Could you retype the part of the randomization tests passage below that begins at the words "In parametric tests" and stops after "not sampled randomly."?

Provided passage –
>> start
Randomization Tests

We will begin with randomization tests, because they are closer in intent to more traditional parametric tests than are bootstrapping procedures. Their primary goal is to test some null hypothesis, although that null is distinctly different from what it would be with a parametric test. I have probably beaten this dead horse too much, but I will take one more whack at it.

In parametric tests we randomly sample from one or more populations. We make certain assumptions about those populations, most commonly that they are normally distributed with equal variances. We establish a null hypothesis that is framed in terms of parameters, often of the form m₁ -m₂ = 0 . We use our sample statistics as estimates of the corresponding population parameters, and calculate a test statistic (such as a t test). We then refer that test statistic to the tabled sampling distribution of the statistic, and reject the null if our test statistic is extreme relative to the tabled distribution.

Randomization tests differ from parametric tests in almost every respect.

There is no requirement that we have random samples from one or more populations—in fact we usually have not sampled randomly.
We rarely think in terms of the populations from which the data came, and there is no need to assume anything about normality or homoscedasticity.
Our null hypothesis has nothing to do with parameters, but is phrased rather vaguely, as, for example, the hypothesis that the treatment has no effect on the how participants perform.
>> end
Items –
>> start
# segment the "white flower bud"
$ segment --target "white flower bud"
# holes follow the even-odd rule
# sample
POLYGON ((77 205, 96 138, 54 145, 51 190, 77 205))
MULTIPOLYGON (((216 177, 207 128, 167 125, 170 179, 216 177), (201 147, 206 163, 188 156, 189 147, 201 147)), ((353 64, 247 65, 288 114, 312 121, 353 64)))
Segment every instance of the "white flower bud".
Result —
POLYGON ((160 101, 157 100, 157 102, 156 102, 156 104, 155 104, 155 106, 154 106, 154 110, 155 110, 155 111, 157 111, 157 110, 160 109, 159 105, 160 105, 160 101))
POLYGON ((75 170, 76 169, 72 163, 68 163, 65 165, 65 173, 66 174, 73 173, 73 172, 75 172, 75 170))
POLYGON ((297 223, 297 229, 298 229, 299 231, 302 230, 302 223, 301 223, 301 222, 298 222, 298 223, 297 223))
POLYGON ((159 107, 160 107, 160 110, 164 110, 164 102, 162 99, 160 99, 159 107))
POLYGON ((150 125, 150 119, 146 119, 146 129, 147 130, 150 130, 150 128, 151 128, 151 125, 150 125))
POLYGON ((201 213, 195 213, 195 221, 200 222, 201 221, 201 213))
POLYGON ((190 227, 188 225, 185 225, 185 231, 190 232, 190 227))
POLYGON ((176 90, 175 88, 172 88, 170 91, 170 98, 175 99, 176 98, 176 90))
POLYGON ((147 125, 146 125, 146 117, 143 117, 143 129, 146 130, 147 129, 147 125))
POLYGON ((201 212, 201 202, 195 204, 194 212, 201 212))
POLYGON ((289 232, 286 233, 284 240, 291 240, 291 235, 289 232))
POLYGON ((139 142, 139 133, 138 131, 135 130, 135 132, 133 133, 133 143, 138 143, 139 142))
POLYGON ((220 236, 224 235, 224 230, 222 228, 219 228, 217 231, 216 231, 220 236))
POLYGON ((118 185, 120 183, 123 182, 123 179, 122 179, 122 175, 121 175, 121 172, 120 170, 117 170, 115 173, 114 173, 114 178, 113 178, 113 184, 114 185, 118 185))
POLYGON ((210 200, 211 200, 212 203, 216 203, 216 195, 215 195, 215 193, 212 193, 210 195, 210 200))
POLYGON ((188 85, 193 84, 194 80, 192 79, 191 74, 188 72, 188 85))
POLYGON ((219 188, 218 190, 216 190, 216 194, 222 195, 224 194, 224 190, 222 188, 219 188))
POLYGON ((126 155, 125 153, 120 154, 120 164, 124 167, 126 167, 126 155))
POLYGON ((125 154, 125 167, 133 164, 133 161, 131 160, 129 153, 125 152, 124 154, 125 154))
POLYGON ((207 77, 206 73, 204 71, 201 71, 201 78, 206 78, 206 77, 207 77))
>> end
Answer –
In parametric tests we randomly sample from one or more populations. We make certain assumptions about those populations, most commonly that they are normally distributed with equal variances. We establish a null hypothesis that is framed in terms of parameters, often of the form m₁ -m₂ = 0 . We use our sample statistics as estimates of the corresponding population parameters, and calculate a test statistic (such as a t test). We then refer that test statistic to the tabled sampling distribution of the statistic, and reject the null if our test statistic is extreme relative to the tabled distribution.

Randomization tests differ from parametric tests in almost every respect.

There is no requirement that we have random samples from one or more populations—in fact we usually have not sampled randomly.